* BEGIN Source material *
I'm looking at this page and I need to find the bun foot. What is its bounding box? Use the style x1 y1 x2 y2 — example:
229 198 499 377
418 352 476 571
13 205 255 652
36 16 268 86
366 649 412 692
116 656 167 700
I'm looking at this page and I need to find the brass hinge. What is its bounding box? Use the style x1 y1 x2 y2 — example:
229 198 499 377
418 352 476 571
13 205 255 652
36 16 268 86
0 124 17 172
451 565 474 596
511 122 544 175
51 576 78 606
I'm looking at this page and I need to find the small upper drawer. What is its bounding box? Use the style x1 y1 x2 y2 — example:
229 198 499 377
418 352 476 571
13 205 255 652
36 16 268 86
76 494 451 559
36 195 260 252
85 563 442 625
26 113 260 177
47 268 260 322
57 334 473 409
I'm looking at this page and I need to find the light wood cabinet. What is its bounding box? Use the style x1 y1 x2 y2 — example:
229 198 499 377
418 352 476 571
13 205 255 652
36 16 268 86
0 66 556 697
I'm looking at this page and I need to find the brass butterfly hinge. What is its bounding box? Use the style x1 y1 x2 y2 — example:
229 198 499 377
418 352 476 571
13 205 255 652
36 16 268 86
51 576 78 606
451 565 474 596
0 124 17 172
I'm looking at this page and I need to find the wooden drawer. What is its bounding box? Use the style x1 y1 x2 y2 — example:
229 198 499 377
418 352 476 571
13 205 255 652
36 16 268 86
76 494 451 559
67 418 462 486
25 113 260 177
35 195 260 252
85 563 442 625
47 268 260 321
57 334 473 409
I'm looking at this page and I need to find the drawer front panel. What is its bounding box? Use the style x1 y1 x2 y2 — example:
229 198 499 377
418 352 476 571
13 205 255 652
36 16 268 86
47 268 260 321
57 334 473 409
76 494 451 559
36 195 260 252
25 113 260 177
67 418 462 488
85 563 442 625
* END Source material *
* BEGIN Source material *
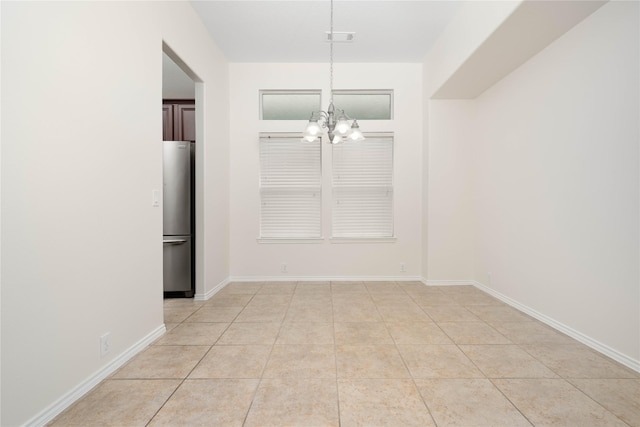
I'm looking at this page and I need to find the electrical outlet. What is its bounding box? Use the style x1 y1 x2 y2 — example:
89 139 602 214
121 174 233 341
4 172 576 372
* END Source material *
## Given request
Copy out the lines between the line containing "find the bun" and the line containing "116 656 167 700", inclusive, reproducing each one without alteration.

## Solution for this task
I'm looking at this page and I need to find the bun foot. What is its bounding box? Use the style x1 y1 x2 y2 — example:
229 198 499 377
418 352 476 571
13 205 255 652
36 16 268 86
366 649 412 692
116 656 167 700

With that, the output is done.